- PASSAGE:
--------------------------------
I hope it doesn’t make me morally corrupt to admit that McBean is one groovy dude in that Dr. Suess cartoon, a snake oil salesman on bad days and a technological business genius on good days… as for the sneetches, I’m not a fan, mainly because they seem naive, quick to judge, forgetful, and so emotional sometimes logic and improvement upon the future has no tangible meaning, but damn good singers nonetheless. I think it would be unfair to McBean to compare him to Hitler using stars on the Jews, and I don’t remember anything about the Christian inquisition thing you mentioned so I’d be fascinated upon any elaboration.
I’m sorry for assuming that because you briefly considered the possibility of denouncing the truth value of the Eden myth on the premise of theistic evolution that you were taking scripture out of context and taking things literally.
I see us gaining a moral sense as good but not elevating to the point of Gods, only a tool that weighs but never perfectly measures. Like aiming between the extremes of definition, to get to the middle of something is to attain the moral high ground (or the best definition to compensate for the tension between those extreme view points in order to prevent violence, disease, chaos, etc.). The point is that there is never one thing, but God is all, one, and not a thing. His creations were flawed and anything that existed before humans corrupted humans (sex drive, disease, not knowing our own strength, seasonal changes, etc). God created the former angels that rebelled against him and were cast out, therefore those that were cast out knew that God’s creations had flaws. Humans have inherent flaws that can be manipulated for other’s will powers like the sneetches fell for.
--------------------------------
- DATA SUPPLIED:
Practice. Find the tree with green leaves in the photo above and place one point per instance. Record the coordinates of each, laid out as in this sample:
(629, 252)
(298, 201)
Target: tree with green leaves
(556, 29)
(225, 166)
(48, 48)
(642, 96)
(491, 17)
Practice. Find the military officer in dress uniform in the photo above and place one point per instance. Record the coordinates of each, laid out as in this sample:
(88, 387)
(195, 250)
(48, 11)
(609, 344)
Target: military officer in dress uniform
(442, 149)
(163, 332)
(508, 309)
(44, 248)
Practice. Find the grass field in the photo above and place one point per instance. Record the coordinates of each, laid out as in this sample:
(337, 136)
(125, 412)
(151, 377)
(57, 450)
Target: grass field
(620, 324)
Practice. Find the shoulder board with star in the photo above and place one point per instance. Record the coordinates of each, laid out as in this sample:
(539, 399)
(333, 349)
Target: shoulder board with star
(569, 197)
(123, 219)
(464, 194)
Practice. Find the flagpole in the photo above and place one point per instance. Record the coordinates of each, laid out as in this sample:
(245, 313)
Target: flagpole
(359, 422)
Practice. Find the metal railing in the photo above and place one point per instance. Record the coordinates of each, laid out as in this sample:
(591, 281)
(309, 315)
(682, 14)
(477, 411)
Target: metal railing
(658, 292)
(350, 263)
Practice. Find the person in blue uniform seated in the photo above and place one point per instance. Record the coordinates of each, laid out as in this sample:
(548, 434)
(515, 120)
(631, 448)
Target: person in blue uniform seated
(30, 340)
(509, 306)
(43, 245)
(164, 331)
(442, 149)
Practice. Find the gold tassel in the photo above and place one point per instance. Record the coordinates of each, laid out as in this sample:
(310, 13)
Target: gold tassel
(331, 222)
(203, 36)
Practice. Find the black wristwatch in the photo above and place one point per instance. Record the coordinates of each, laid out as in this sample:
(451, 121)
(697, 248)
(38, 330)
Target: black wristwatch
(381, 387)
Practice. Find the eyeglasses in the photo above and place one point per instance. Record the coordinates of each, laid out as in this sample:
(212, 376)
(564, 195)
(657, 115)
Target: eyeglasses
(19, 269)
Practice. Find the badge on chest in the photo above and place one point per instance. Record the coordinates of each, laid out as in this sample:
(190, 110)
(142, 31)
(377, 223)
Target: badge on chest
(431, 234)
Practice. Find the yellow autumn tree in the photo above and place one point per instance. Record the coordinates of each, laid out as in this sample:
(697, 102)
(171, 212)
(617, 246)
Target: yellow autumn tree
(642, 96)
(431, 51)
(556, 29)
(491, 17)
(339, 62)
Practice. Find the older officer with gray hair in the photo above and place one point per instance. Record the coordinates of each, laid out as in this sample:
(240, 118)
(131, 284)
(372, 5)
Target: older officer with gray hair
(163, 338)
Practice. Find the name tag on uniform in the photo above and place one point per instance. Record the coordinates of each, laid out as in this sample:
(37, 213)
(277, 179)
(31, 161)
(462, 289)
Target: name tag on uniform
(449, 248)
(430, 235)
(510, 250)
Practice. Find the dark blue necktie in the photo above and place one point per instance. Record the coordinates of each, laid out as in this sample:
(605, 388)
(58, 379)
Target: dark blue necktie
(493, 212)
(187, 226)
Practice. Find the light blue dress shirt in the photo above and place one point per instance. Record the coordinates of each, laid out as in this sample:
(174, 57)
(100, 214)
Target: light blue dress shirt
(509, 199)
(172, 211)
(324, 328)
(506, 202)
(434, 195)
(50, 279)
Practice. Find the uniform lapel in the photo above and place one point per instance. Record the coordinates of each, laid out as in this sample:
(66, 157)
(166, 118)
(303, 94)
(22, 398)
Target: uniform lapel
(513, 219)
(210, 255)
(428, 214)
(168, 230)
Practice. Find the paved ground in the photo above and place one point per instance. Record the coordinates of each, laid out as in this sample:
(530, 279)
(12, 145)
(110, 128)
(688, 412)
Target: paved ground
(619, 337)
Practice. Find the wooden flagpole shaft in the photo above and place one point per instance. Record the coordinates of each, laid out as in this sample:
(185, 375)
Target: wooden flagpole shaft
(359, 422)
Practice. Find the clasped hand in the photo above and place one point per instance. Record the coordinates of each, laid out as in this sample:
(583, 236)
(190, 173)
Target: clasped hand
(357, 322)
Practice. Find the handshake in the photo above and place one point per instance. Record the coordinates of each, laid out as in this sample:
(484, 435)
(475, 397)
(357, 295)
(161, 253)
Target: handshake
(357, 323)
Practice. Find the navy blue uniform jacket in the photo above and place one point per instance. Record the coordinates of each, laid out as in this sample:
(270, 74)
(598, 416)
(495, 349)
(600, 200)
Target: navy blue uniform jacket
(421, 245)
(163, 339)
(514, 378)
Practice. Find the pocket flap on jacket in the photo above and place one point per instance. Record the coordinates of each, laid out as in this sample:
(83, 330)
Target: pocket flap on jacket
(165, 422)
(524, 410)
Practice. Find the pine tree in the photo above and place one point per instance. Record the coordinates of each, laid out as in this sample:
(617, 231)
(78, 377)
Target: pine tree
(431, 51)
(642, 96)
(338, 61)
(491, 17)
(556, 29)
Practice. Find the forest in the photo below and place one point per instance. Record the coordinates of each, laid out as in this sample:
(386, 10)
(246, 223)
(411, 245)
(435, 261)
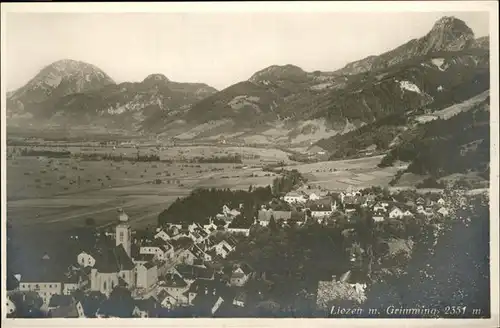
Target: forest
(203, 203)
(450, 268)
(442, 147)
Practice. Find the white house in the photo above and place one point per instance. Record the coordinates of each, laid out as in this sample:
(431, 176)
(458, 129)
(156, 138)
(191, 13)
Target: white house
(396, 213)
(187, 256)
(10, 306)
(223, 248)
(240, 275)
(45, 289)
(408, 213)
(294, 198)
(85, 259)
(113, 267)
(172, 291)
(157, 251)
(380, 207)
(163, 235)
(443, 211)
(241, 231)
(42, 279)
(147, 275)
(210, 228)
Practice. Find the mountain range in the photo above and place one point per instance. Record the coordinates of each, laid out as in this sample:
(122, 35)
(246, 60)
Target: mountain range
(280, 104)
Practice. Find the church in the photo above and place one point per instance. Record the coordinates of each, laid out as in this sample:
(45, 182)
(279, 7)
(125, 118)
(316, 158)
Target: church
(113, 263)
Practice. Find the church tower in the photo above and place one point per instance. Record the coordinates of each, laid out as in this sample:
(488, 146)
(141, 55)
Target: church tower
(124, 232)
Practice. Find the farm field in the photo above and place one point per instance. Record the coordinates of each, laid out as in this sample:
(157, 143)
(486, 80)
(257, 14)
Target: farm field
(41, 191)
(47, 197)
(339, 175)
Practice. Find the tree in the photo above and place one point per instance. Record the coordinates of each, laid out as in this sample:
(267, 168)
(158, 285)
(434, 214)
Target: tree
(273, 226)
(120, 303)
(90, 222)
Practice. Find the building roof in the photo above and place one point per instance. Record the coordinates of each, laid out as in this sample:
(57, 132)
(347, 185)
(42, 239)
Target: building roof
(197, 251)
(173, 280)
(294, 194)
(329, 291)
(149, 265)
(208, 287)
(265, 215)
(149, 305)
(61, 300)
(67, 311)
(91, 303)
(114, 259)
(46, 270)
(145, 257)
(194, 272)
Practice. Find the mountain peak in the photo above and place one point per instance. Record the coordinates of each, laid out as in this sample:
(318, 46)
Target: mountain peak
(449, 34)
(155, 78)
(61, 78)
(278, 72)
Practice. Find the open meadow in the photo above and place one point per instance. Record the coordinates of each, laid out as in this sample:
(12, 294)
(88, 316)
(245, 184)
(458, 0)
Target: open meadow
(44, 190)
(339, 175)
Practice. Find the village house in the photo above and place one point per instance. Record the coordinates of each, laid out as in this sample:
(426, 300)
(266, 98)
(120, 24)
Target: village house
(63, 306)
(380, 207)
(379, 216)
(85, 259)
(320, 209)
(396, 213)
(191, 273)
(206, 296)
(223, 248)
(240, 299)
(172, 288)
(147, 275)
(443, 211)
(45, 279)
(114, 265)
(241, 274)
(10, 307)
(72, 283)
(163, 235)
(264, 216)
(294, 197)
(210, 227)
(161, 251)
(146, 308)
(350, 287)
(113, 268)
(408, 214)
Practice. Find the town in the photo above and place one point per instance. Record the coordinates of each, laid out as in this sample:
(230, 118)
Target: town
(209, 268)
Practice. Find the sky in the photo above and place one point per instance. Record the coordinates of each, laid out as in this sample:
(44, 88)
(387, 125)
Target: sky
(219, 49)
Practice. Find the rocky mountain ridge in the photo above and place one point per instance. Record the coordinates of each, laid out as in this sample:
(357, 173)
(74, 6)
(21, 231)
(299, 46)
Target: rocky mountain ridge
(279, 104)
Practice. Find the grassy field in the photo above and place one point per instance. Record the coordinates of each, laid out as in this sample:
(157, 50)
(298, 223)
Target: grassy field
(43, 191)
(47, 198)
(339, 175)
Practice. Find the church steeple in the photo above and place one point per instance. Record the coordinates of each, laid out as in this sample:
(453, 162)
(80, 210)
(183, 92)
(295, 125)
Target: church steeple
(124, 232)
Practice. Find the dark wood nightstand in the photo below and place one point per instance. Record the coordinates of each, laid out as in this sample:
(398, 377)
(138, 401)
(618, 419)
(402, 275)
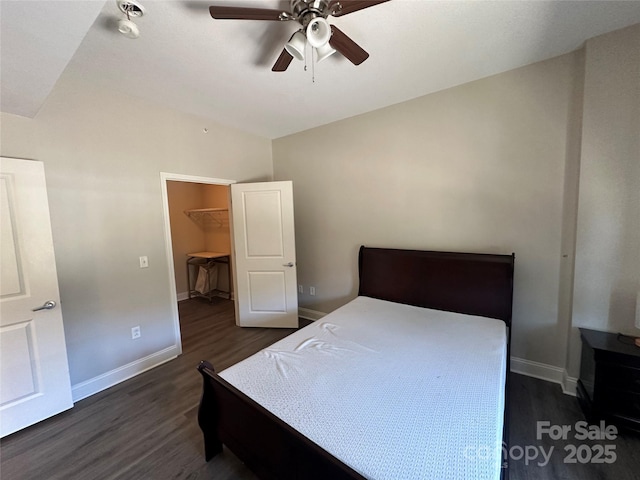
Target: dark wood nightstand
--------------------------------
- BRIEF 1:
Answer these questions from the passage about the sneetches and moral sense:
(a) What does the writer call McBean on bad days?
(b) What does the writer say a moral sense is only?
(c) What did those who were cast out know about God's creations?
- BRIEF 2: Continue the passage about the sneetches and moral sense, starting after its last sentence.
The material between the passage and this point comes from a different source.

- RESPONSE BOX 1:
(a) A snake oil salesman.
(b) A tool that weighs but never perfectly measures.
(c) That God's creations had flaws.

- RESPONSE BOX 2:
I never said we haven’t improved, I know we have. In short, I was trying to say that the problem of scarcity of information and knowledge over time confuses our language and morality. I was saying that when you state that we have to do evil to others to survive that it must be inevitable due to our inherent flaws. Someone like McBean goes around and inflates the price of his machine, eventually there will be a straw that breaks the camel’s back so to speak, and some sneetches dumb or smart or rich or poor will harm those who have already done harm to a great extent for selfish and greedy needs whether or not that person or people did it purposely.
Also, whereabouts are the stats you mentioned in that video? Seems interesting, I’ll definitely consider watching that series very soon, as I used to be a big fan of Dawkins.
We can reduce harm and try to keep it at a minimum, but just because we tolerate doesn’t mean we won’t go extinct. And just because we don’t tolerate doesn’t mean we will go extinct.
If a group of asteroids randomly emerges from the oort cloud at unprecedented, nearly undetectable speeds, what do you think we will all do?
If a disease randomly manifests and has no cure, killing unprecedented numbers at unpredictable speeds, how would we react?
I believe these things have happened in the past and cover up a lot of information about who we are as a species, a group of superior earthlings who go around believing different things for their own perceived good in order to survive, rearing formidable children, and dying quickly in comparison to the age of things we rarely take time to consider.
You assumed earlier that if evil is natural then the evil is dominant. Why can we not unknowingly be doing good for most because most choose to do good for themselves, noticing mistakes and evil to correct as we grow?